* Texte à lire
----

# [VLC] Ne démarre pas (RESOLU)

## floc_12

Bonjour,

Depuis hier, mon VLC ne démarre pas quand j'essaye de lire une video en cliquant sur l'icone et je n'ai pas de message d'erreur :

 *Quote:*   

> ~$ vlc
> 
> VLC media player 2.0.0 Twoflower (revision 2.0.0-0-g421a4fc)
> 
> [0x14371e8] main libvlc: Lancement de vlc avec l'interface par défaut. Utilisez « cvlc » pour démarrer VLC sans interface.
> ...

 

Si je lance la commande vlc /mnt/mes_videos/mavideo, ca fonctionne, mais je n'ai que la vidéo "sans les commandes".

Mon vlc est en version 2, mais c'est pareil en version 1.x. J'ai re emerge l'application, fait un revdep-debuild et demandé à google, mais je suis bloqué.

Auriez vous une idée ?

----

* Énoncé 1
Reproduisez s'il vous plaît sous forme de tableau Markdown les lignes de données ci-dessous, de la ligne contenant "Tag the sign" jusqu'à celle contenant "[[410, 801], [879, 799]]" incluse, avec une colonne N° pour le numéro et une colonne Ligne pour la ligne, sans les lignes vides.

* Données d'entrée
----

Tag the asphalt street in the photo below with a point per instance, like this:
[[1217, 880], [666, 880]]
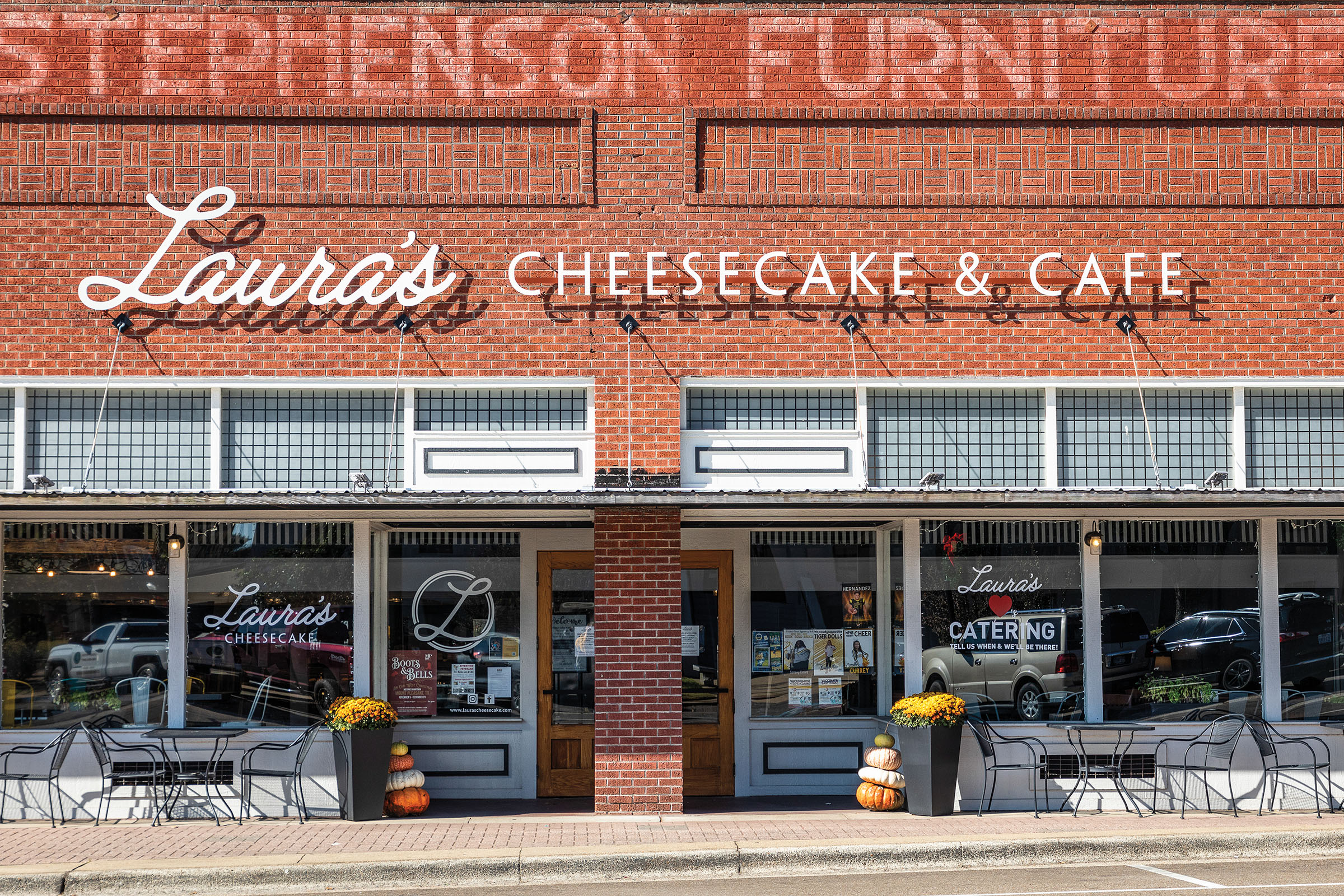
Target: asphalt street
[[1244, 878]]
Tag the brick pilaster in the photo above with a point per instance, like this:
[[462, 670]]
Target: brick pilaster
[[637, 585]]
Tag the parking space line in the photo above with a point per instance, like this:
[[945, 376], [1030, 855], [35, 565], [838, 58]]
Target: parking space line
[[1206, 884]]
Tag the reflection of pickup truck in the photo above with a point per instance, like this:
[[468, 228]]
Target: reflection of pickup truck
[[113, 652], [300, 669]]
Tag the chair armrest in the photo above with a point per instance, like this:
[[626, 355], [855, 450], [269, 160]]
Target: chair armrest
[[1173, 740], [246, 762]]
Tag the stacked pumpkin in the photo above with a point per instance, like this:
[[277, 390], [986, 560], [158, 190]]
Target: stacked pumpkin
[[884, 785], [407, 794]]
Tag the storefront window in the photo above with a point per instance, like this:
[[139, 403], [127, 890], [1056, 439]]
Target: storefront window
[[1311, 618], [898, 617], [269, 621], [1003, 617], [812, 624], [1180, 622], [454, 645], [85, 624]]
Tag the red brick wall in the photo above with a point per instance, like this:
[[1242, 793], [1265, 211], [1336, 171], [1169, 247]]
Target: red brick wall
[[637, 585], [1213, 130]]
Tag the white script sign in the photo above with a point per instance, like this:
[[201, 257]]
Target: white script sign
[[195, 285]]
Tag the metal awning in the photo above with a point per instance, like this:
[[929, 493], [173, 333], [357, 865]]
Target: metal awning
[[494, 503]]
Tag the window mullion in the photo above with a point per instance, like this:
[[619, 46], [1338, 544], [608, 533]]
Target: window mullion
[[1272, 703]]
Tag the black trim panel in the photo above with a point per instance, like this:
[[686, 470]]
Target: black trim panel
[[811, 745], [502, 749], [572, 470]]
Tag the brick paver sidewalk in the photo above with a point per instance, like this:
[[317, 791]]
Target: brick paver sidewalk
[[34, 843]]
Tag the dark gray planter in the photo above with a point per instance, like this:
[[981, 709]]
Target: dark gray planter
[[929, 760], [362, 772]]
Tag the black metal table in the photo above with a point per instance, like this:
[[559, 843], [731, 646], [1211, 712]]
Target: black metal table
[[1112, 766], [180, 778]]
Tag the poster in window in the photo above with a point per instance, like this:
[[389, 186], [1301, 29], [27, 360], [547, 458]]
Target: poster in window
[[499, 683], [413, 682], [858, 651], [464, 679], [767, 652], [858, 605], [797, 649], [562, 642], [800, 692], [827, 652], [830, 692], [585, 641], [693, 641]]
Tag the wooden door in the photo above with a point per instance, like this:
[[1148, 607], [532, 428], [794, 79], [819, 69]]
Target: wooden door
[[707, 676], [565, 673]]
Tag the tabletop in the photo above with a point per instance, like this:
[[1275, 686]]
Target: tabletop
[[1099, 726], [202, 734]]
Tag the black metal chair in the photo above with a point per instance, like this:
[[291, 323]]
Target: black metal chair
[[990, 740], [1268, 740], [248, 770], [150, 767], [58, 750], [1218, 740]]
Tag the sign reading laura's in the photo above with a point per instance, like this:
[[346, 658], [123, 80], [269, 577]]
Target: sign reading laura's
[[206, 278], [260, 618]]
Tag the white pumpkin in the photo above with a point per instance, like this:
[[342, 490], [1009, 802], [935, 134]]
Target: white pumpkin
[[882, 758], [404, 780], [882, 777]]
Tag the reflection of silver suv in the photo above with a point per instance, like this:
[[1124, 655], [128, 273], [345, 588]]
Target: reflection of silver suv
[[1015, 659]]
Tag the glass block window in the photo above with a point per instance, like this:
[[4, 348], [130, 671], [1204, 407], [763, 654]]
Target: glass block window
[[148, 440], [310, 440], [1103, 440], [771, 409], [978, 438], [1295, 437], [502, 410]]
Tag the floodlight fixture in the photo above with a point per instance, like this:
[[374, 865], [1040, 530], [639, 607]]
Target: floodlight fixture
[[932, 480]]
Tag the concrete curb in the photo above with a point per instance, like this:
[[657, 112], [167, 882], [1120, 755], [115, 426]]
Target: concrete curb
[[267, 876]]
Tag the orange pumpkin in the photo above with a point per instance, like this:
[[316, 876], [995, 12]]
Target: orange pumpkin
[[410, 801], [879, 799]]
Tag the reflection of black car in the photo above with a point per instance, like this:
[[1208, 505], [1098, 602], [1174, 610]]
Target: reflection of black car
[[1221, 647], [1307, 637]]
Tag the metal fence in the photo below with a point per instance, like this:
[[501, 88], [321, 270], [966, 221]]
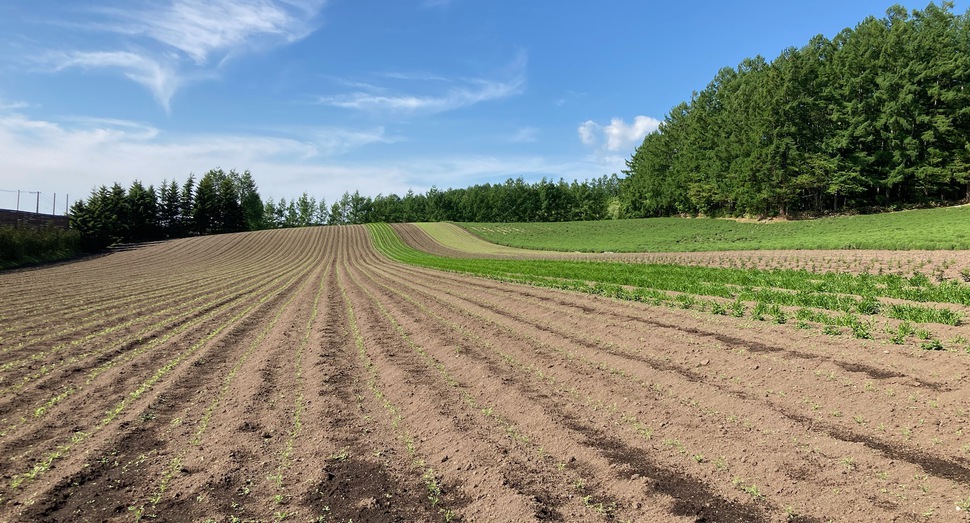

----

* Énoncé 2
Dans le fil sur VLC, que se passe-t-il quand la commande vlc /mnt/mes_videos/mavideo est lancée ?

* Solution 1
| N° | Ligne |
|---|---|
| 1 | Tag the sign reading laura's in the photo above with a point per instance, like this: |
| 2 | [[346, 658], [123, 80], [269, 577]] |
| 3 | Target: sign reading laura's |
| 4 | [[206, 278], [260, 618]] |
| 5 | Tag the white pumpkin in the photo above with a point per instance, like this: |
| 6 | [[342, 490], [1009, 802], [935, 134]] |
| 7 | Target: white pumpkin |
| 8 | [[882, 758], [404, 780], [882, 777]] |
| 9 | Tag the reflection of silver suv in the photo above with a point per instance, like this: |
| 10 | [[1124, 655], [128, 273], [345, 588]] |
| 11 | Target: reflection of silver suv |
| 12 | [[1015, 659]] |
| 13 | Tag the glass block window in the photo above with a point per instance, like this: |
| 14 | [[4, 348], [130, 671], [1204, 407], [763, 654]] |
| 15 | Target: glass block window |
| 16 | [[148, 440], [310, 440], [1103, 440], [771, 409], [978, 438], [1295, 437], [502, 410]] |
| 17 | Tag the floodlight fixture in the photo above with a point per instance, like this: |
| 18 | [[374, 865], [1040, 530], [639, 607]] |
| 19 | Target: floodlight fixture |
| 20 | [[932, 480]] |
| 21 | Tag the concrete curb in the photo above with a point per instance, like this: |
| 22 | [[657, 112], [167, 882], [1120, 755], [115, 426]] |
| 23 | Target: concrete curb |
| 24 | [[267, 876]] |
| 25 | Tag the orange pumpkin in the photo above with a point per instance, like this: |
| 26 | [[316, 876], [995, 12]] |
| 27 | Target: orange pumpkin |
| 28 | [[410, 801], [879, 799]] |

* Solution 2
La commande fonctionne, mais la vidéo s'affiche sans les commandes.